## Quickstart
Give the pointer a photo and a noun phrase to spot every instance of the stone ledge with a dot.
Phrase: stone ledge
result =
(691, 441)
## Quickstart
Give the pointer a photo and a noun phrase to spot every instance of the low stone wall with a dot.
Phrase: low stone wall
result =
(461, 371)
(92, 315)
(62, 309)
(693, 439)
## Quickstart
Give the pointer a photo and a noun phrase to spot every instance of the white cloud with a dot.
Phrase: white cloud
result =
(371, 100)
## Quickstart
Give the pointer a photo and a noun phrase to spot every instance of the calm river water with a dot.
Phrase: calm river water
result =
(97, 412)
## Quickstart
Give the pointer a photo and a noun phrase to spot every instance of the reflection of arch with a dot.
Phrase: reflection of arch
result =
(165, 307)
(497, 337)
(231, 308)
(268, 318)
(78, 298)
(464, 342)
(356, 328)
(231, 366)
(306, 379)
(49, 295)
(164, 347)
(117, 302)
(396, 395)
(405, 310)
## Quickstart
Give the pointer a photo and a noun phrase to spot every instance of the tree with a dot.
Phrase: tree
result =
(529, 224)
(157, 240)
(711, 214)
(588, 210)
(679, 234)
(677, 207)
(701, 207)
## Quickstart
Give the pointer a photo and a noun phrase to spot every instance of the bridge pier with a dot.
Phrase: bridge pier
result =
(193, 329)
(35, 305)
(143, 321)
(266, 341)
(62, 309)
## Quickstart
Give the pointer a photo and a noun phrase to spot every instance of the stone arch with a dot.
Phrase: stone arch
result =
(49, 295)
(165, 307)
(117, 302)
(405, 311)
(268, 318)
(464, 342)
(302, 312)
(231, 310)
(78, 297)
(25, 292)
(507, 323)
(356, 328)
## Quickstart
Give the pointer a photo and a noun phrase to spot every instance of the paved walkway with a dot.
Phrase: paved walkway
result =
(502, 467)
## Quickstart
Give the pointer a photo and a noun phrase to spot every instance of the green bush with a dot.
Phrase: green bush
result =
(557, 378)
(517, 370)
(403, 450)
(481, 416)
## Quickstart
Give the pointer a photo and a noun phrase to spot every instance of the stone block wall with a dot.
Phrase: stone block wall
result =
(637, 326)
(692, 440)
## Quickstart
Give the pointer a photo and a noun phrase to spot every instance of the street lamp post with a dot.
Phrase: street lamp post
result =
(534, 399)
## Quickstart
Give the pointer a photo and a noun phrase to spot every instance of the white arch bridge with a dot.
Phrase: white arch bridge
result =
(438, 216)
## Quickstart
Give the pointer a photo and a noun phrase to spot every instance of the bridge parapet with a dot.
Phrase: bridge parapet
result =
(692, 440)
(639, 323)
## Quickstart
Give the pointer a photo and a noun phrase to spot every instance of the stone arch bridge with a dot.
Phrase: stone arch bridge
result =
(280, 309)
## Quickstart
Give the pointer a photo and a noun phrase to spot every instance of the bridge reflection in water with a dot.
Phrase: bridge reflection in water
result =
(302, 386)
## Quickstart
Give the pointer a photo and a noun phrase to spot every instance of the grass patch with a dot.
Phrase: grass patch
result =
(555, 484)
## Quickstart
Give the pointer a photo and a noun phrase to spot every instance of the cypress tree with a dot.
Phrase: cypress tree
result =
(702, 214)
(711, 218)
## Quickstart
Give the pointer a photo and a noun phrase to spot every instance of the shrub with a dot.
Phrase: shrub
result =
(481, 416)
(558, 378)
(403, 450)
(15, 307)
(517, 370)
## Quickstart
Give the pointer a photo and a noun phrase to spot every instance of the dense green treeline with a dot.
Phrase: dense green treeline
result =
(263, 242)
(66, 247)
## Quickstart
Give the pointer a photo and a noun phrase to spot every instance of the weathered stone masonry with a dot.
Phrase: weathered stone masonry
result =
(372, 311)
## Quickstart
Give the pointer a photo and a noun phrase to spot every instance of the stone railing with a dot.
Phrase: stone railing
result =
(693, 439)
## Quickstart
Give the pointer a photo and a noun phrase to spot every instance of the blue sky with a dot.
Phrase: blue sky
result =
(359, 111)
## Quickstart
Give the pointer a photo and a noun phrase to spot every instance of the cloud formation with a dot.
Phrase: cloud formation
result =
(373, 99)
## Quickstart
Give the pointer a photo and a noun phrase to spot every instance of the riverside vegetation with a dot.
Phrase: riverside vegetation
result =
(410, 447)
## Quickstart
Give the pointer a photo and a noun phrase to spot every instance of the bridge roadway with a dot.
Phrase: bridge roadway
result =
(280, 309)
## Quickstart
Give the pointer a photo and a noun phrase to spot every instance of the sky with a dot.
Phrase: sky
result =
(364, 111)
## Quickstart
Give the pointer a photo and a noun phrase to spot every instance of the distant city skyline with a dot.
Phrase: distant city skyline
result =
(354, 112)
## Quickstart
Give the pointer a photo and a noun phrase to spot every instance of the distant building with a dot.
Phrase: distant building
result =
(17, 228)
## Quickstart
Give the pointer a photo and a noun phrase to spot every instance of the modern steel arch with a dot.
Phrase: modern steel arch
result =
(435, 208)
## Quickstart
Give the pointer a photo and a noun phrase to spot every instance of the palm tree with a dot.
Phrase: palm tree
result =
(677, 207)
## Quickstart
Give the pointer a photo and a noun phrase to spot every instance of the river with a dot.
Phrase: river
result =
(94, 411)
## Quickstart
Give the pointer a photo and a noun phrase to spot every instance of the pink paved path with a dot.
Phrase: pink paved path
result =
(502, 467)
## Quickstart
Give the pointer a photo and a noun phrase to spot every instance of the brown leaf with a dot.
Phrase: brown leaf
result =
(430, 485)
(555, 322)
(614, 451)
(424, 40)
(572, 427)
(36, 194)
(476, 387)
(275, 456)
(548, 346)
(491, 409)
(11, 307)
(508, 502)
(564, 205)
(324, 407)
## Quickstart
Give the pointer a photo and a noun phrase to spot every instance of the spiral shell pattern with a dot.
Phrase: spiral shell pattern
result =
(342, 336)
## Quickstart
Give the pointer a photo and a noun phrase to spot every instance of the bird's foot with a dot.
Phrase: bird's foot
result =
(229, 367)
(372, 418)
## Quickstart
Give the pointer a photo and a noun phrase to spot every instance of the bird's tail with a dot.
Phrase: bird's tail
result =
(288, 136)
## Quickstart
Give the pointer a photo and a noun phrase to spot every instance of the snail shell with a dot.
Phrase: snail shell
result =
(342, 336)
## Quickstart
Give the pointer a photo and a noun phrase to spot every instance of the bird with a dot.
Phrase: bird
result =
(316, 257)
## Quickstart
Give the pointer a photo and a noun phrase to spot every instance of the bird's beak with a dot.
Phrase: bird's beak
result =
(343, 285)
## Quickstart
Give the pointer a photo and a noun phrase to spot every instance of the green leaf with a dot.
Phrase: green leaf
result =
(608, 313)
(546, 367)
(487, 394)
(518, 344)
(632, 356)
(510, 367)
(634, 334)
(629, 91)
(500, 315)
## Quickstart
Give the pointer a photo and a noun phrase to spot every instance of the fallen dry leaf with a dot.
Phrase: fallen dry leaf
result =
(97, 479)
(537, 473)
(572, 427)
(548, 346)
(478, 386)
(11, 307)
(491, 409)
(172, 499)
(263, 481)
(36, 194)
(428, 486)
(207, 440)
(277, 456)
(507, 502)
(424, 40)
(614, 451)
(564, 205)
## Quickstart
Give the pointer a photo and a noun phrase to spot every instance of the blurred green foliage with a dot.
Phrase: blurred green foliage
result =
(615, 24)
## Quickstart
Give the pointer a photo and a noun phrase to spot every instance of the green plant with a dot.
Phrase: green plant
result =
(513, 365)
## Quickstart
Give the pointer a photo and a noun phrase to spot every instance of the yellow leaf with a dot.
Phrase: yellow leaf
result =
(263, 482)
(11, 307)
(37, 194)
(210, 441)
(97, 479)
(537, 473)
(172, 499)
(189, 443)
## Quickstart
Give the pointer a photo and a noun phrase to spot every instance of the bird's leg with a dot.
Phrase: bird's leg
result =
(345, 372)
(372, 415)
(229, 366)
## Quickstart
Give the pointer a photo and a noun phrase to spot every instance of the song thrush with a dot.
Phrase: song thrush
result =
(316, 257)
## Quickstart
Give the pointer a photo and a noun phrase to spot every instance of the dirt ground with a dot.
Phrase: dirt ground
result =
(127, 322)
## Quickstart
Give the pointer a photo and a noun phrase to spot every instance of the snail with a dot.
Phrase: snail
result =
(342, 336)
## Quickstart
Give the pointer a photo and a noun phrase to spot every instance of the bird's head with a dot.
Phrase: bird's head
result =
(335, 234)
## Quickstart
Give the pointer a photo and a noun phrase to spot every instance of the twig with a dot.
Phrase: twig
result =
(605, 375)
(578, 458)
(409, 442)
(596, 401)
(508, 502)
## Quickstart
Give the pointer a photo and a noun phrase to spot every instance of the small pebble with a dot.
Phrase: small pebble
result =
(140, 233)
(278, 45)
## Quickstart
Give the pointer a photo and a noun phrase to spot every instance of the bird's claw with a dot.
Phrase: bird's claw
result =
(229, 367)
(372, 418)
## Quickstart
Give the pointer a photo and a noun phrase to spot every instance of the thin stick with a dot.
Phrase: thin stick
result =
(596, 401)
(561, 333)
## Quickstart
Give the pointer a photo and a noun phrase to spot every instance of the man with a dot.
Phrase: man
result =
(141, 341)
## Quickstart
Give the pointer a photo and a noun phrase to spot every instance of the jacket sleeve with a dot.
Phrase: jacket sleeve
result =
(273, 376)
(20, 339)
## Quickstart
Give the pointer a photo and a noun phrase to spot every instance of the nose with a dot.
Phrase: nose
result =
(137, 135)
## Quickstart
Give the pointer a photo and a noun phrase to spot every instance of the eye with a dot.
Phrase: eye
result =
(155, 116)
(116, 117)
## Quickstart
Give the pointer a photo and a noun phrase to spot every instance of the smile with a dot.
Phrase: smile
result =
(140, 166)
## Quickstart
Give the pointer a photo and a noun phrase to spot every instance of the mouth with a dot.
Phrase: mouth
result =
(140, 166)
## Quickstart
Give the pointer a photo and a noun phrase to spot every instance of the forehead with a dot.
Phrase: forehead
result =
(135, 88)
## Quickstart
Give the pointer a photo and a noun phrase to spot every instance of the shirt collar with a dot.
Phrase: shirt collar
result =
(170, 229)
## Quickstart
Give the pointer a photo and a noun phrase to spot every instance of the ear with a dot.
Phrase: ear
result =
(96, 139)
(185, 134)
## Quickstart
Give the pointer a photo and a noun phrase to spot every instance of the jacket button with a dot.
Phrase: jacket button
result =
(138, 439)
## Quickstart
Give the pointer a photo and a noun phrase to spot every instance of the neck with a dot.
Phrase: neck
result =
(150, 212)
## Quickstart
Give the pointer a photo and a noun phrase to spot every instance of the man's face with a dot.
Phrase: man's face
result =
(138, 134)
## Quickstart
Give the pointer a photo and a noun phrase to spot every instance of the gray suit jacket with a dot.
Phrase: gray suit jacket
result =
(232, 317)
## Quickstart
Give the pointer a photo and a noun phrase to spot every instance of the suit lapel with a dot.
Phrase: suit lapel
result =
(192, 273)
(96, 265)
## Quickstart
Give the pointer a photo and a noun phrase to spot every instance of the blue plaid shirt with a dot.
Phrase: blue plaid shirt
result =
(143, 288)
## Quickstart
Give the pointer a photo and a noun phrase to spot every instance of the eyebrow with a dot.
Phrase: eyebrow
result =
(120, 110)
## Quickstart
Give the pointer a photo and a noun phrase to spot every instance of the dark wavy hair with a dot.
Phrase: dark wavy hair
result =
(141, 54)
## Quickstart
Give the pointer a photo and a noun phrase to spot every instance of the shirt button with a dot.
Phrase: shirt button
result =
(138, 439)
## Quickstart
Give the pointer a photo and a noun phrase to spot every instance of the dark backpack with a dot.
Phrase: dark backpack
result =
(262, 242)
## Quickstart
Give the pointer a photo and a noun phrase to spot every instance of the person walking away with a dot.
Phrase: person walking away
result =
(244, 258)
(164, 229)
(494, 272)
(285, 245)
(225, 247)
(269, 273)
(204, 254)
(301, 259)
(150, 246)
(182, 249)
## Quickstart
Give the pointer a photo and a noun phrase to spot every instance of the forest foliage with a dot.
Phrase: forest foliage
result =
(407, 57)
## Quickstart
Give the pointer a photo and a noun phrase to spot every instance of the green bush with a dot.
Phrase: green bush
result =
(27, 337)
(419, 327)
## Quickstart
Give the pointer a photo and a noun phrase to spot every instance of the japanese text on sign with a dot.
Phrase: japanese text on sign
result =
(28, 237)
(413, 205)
* * *
> _Assigned task_: Your answer must consist of every line from the listing that holds the string "japanese".

> _Solved problem_:
Give the pointer a photo and a noun phrase to spot every instance of the japanese text on sign with a dot.
Phrase: japanese text on sign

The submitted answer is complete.